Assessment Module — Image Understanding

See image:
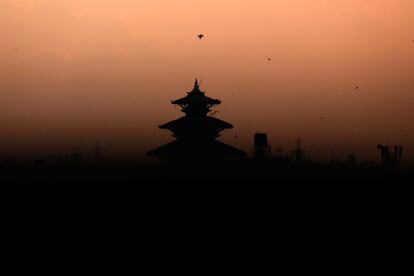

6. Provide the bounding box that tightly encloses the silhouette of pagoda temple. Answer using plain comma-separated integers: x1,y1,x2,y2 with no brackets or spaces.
147,79,246,161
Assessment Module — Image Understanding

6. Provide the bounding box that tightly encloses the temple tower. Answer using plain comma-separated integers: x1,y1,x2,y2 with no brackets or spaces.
147,79,246,161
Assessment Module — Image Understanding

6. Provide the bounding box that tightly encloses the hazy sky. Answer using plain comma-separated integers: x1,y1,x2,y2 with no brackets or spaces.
1,0,413,161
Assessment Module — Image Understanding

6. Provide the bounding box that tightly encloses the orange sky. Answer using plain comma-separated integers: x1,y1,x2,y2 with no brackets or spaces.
1,0,413,162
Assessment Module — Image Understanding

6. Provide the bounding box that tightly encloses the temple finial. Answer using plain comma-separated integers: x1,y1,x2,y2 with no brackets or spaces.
194,78,199,89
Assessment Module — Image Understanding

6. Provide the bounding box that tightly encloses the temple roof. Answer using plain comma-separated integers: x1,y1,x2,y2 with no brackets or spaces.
159,116,233,130
172,79,221,106
146,78,246,160
146,140,246,159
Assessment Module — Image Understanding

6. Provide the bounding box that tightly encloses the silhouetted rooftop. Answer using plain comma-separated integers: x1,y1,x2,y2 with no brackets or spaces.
159,116,233,130
172,79,221,106
147,78,246,160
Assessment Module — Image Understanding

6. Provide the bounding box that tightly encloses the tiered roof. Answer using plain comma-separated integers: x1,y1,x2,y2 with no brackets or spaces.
172,79,221,106
147,79,246,160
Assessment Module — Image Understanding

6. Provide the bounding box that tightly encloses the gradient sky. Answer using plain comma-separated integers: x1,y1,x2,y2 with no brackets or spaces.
1,0,413,162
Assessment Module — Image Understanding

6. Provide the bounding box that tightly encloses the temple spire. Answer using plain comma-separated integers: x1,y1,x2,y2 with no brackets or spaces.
194,78,200,90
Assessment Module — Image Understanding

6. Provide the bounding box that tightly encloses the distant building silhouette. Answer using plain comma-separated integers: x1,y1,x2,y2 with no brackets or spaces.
254,133,271,160
70,145,83,164
346,154,357,167
377,144,403,169
147,79,246,160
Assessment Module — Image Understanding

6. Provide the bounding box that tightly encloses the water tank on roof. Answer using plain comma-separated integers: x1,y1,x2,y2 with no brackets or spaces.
254,133,268,148
254,133,271,160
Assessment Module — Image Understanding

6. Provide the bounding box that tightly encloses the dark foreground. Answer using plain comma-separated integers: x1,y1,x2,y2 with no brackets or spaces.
1,158,413,184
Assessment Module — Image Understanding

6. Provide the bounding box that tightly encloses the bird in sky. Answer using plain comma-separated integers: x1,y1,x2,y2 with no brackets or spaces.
355,86,360,90
320,117,324,120
267,58,271,61
197,34,204,40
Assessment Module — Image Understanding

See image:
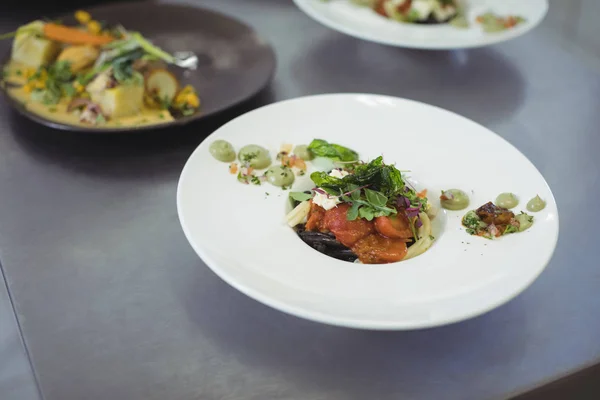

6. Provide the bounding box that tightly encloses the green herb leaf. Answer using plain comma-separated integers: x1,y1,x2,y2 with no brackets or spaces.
364,188,387,207
95,113,106,124
347,202,360,221
289,192,312,202
307,139,358,162
358,206,375,221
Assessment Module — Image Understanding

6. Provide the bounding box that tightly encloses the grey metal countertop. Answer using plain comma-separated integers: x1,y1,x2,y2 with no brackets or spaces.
1,0,600,399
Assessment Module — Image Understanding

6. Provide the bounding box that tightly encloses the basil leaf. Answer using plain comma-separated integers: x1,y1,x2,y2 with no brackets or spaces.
347,203,360,221
308,139,358,162
359,206,375,221
364,188,387,207
289,192,312,202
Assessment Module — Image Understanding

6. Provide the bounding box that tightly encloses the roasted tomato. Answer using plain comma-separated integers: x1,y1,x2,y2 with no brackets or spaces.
374,213,413,240
321,203,374,248
306,201,326,231
352,234,408,264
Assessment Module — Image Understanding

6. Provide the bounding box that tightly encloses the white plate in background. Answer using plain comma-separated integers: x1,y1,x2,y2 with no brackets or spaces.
293,0,548,49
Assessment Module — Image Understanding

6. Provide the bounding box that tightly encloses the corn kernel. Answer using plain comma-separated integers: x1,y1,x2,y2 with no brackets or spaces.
87,20,101,35
75,10,92,24
23,83,33,93
186,93,199,108
35,80,45,89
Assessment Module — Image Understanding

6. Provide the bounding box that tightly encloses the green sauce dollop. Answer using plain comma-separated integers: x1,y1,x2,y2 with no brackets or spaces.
293,144,314,161
495,192,518,209
209,140,236,162
238,144,271,169
515,212,534,231
526,195,546,212
265,165,295,187
440,189,470,211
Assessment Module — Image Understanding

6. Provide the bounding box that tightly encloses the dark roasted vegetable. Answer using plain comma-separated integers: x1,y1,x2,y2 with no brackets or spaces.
296,227,358,262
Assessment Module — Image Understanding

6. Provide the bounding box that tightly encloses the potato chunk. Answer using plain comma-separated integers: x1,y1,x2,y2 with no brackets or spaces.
57,45,100,72
90,84,145,118
11,21,60,68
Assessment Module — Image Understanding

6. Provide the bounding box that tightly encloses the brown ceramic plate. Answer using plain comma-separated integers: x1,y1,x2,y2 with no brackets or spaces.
0,1,276,133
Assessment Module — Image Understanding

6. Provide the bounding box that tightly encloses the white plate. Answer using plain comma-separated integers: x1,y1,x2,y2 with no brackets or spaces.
293,0,548,49
177,94,558,330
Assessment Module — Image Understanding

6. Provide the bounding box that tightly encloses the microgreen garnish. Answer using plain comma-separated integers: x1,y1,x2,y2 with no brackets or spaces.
310,156,428,222
289,192,312,202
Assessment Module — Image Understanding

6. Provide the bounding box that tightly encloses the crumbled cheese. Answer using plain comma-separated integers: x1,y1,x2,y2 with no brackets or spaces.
329,169,349,179
312,169,350,210
411,0,435,21
432,3,456,21
313,192,341,211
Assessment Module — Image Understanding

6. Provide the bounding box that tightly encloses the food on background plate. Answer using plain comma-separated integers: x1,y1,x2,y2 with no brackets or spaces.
462,201,533,239
476,12,526,32
333,0,526,32
1,10,200,128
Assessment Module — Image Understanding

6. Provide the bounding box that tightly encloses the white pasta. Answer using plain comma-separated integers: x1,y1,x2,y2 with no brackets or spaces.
404,212,434,260
286,200,311,227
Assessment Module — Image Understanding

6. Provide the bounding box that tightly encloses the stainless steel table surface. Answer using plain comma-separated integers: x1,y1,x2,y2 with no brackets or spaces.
1,1,600,399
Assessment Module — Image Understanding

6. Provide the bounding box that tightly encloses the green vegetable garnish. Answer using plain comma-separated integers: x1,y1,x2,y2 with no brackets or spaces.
289,192,312,202
310,156,427,222
307,139,358,162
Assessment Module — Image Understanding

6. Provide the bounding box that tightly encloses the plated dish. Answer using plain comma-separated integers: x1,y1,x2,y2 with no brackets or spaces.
293,0,548,49
0,2,276,132
178,94,559,329
2,10,200,129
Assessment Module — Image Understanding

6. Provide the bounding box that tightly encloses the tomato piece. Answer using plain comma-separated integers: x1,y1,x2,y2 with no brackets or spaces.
398,0,412,15
352,234,408,264
305,201,326,231
322,203,374,248
374,214,413,240
374,0,387,17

================

Pictures stay out, but everything else in the records must be output exactly.

### Answer below
Assessment Module — Image Understanding

See image:

6. Provide the bounding box that tightly encloses the silhouette of pagoda temple. Answer using plain comma-separated integers: x1,y1,x2,y2 with no brackets or spaces.
147,79,246,161
Assessment Module — Image Understanding

6. Provide the bounding box that tightly encloses the temple tower. Answer using plain comma-separated integers: x1,y1,x2,y2 with no brackets or spaces.
147,79,246,161
Assessment Module — Image Understanding

6. Provide the bounding box that tightly encloses the hazy sky. Answer using plain comma-separated integers: x1,y1,x2,y2 with no brackets or spaces.
1,0,413,161
Assessment Module — Image Understanding

6. Provide the bounding box that tightly encloses the orange sky. Answer using plain comma-separated integers: x1,y1,x2,y2 with no brackets or spaces.
1,0,413,162
Assessment Module — Image Understanding

6. Provide the bounding box that tightly encloses the temple finial. Answer using plain comma-separated integers: x1,y1,x2,y2 with no brackets or spaces.
194,78,199,89
Assessment Module — Image Understanding

6. Provide the bounding box that tightly encloses the temple roof. Answer using plain comma-separated integers: x1,y1,x2,y2 with no brackets or spaces.
159,116,233,130
172,79,221,106
146,78,246,160
146,140,246,159
Assessment Module — Image Understanding

6. Provide the bounding box that tightly encloses the silhouetted rooftop. Answer using plain comma-separated integers: x1,y1,x2,y2 with no brackets or spaces.
159,116,233,130
172,79,221,106
147,78,246,160
Assessment Module — Image Understanding

6. Provide the bounding box that tightly encloses the tiered roof. Answer using plain comma-separated integers: x1,y1,x2,y2 with no brackets or spaces.
172,79,221,106
147,79,246,160
Assessment Module — Image Understanding

6. Provide the bounding box that tightly encloses the gradient sky. Answer using plain comma-separated integers: x1,y1,x2,y2 with no brackets or spaces.
1,0,413,162
Assessment Module — Image Understanding

6. Provide the bounding box that tightly encloses the temple spire. Answer using plain comma-separated integers: x1,y1,x2,y2 with no brackets or spaces.
194,78,200,90
Assessment Module — Image Understanding

6. Provide the bounding box that tightly encloses the distant building silhouette. Answer using plain comma-separated integers: x1,y1,x2,y2 with no brackets or spaces.
254,133,271,160
70,145,83,164
346,154,357,167
377,144,403,169
147,79,246,160
Assessment Module — Image Understanding

6. Provide the bounding box that tightly encloses the water tank on roof. Answer using plain comma-separated integers: x1,y1,x2,y2 with no brackets or spaces.
254,133,268,148
254,133,271,160
Assessment Module — Image Understanding

6. Provide the bounding box that tightly encloses the dark foreground. Answer using plain comma-separated integers: x1,y1,x2,y2 with no brackets or spaces.
1,158,413,184
Assessment Module — Image Understanding

6. Provide the bounding box that tightly encloses the bird in sky. Answer using plain comma-separated integers: x1,y1,x2,y2 with no brackets or spaces.
355,86,360,90
320,117,324,120
267,58,271,61
197,34,204,40
Assessment Module — Image Understanding

See image:

6. Provide the bounding box that tightly encloses the green herb leaf. Answer using plain comma-separated integers: x1,y1,x2,y2 with no brackets or spaces.
364,188,387,207
95,113,106,124
347,202,360,221
289,192,312,202
307,139,358,162
358,206,375,221
Assessment Module — Image Understanding

6. Provide the bounding box that tightly encloses the grey metal countertop. Answer using plain comma-separated integers: x1,y1,x2,y2 with no brackets or spaces.
1,0,600,399
Assessment Module — Image Understanding

6. Provide the bounding box that tightly encloses the basil leaf. Answer using plain comma-separated integers: x1,y1,x2,y2 with no brackets or spaces.
347,203,360,221
308,139,358,162
359,206,375,221
364,188,387,207
289,192,312,202
Assessment Module — Image Understanding

6. Provide the bounding box that tightly encloses the roasted tomato. Answer using plain comma-separated integers: x1,y1,x2,y2 with no brackets or spaces.
374,213,413,240
321,203,374,248
306,201,326,231
352,234,408,264
Assessment Module — Image Understanding

6. Provide the bounding box that tightly encloses the white plate in background. Answer using plain comma-separated integers: x1,y1,x2,y2 with no brackets or spaces.
293,0,548,49
Assessment Module — Image Understanding

6. Provide the bounding box that tightly encloses the corn kernel. Answer using plain comma-separated integers: x1,y1,x2,y2 with no brackets or spaces.
87,20,101,35
75,10,92,24
23,83,33,93
186,93,199,108
35,80,45,89
Assessment Module — Image Understanding

6. Provide the bounding box that tightly encloses the green sauce dollop. Answer using plain comma-separated integers: x1,y1,x2,y2 with no brackets or spaces.
293,144,314,161
495,192,518,209
209,140,236,162
238,144,271,169
515,212,534,231
526,195,546,212
265,165,295,187
440,189,470,211
Assessment Module — Image Understanding

6. Provide the bounding box that tightly encloses the dark roasted vegetable. Answer using plain comma-separated integers: x1,y1,x2,y2 with no brackets or spaces.
296,227,358,262
Assessment Module — Image Understanding

6. Provide the bounding box that tightly encloses the potato chunk. Answer using plain comma-separated integers: x1,y1,x2,y2 with no brackets or spaces.
57,45,100,72
90,84,145,118
11,21,60,68
Assessment Module — Image Understanding

6. Provide the bounding box that tightly encloses the brown ceramic plate. Answer using plain comma-separated integers: x1,y1,x2,y2 with no brackets or spaces.
0,1,276,133
Assessment Module — Image Understanding

6. Provide the bounding box that tightly encloses the white plate. Answer using plain comma-separated integers: x1,y1,x2,y2 with no brackets or spaces.
293,0,548,49
177,94,558,330
Assessment Module — Image Understanding

6. Provide the bounding box that tightly encloses the microgreen garnish. Answer using plain comma-separated integers: x1,y1,x2,y2 with no brackets or spaces.
310,156,428,222
289,192,312,202
Assessment Module — Image Understanding

6. Provide the bounding box that tightly encloses the crumbled cheese. Answer using plain comma-separated integers: x1,y1,x2,y2 with no brackets or spaces.
329,169,349,179
312,169,350,210
411,0,435,21
432,3,456,21
313,192,341,211
Assessment Module — Image Understanding

6. Provide the bounding box that tightly encloses the food on background plate. Answer using plain comma-separated integers: x1,y1,x2,y2 with no brackets or spaces.
462,201,533,239
476,12,526,32
333,0,526,32
1,10,200,128
Assessment Module — Image Understanding

6. Provide the bounding box that tightly encloses the white pasta. Answer using plain comma-separated integers: x1,y1,x2,y2 with no brackets or spaces.
404,212,434,260
286,200,311,227
Assessment Module — Image Understanding

6. Provide the bounding box that tightly encloses the stainless steel table surface. Answer using plain comma-separated integers: x1,y1,x2,y2 with no brackets or spaces.
1,1,600,399
Assessment Module — Image Understanding

6. Provide the bounding box that tightly encloses the green vegetable garnish. Answer using plain comma-separated integers: x1,y1,x2,y2 with no brackets or spaces.
289,192,312,202
310,156,427,222
307,139,358,162
Assessment Module — Image Understanding

6. Provide the bounding box that tightly encloses the plated dish. Answer using plain comma-separated integers: x1,y1,x2,y2 with no brackets or spaces.
293,0,548,49
0,2,276,132
178,94,559,329
2,10,200,129
Assessment Module — Image Understanding

6. Provide the bounding box that tightly encloses the tomato piece. Answer using plain comma-separated integers: x1,y1,x2,y2 with no brackets or spaces.
398,0,412,15
352,234,408,264
305,201,326,231
322,203,374,248
374,214,413,240
374,0,387,17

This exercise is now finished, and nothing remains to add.